Records from a collection
______________________________
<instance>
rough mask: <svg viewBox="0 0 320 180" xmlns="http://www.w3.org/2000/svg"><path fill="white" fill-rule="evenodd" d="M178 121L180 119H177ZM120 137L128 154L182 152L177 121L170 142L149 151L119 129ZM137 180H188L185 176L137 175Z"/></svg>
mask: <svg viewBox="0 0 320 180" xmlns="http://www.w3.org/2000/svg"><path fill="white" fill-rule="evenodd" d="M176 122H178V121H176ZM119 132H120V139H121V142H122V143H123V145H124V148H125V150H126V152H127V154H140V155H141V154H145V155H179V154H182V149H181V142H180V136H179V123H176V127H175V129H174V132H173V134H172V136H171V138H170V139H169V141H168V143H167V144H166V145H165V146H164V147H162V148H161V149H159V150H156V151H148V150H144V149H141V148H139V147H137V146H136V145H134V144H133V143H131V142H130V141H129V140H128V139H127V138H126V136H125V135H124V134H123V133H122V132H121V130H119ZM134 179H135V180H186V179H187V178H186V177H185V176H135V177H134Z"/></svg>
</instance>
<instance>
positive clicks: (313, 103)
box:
______________________________
Assignment:
The entries above must be retyped exactly, down to the last character.

Answer section:
<instance>
rough mask: <svg viewBox="0 0 320 180" xmlns="http://www.w3.org/2000/svg"><path fill="white" fill-rule="evenodd" d="M178 121L180 119H177ZM120 137L128 154L182 152L177 121L170 142L149 151L119 129ZM137 180H188L185 176L137 175Z"/></svg>
mask: <svg viewBox="0 0 320 180" xmlns="http://www.w3.org/2000/svg"><path fill="white" fill-rule="evenodd" d="M176 122H178V121H176ZM119 132H120V139H121V142H122V143H123V145H124V148H125V150H126V152H127V154H140V155H141V154H145V155H179V154H182V149H181V142H180V136H179V123H176V127H175V129H174V132H173V134H172V136H171V138H170V139H169V141H168V143H167V144H166V145H165V146H164V147H162V148H161V149H159V150H156V151H148V150H144V149H141V148H139V147H137V146H136V145H134V144H133V143H131V142H130V141H129V140H128V139H127V138H126V136H125V135H124V134H123V133H122V132H121V130H119ZM134 179H135V180H186V179H187V178H186V177H185V176H135V177H134Z"/></svg>
</instance>
<instance>
positive clicks: (313, 103)
box:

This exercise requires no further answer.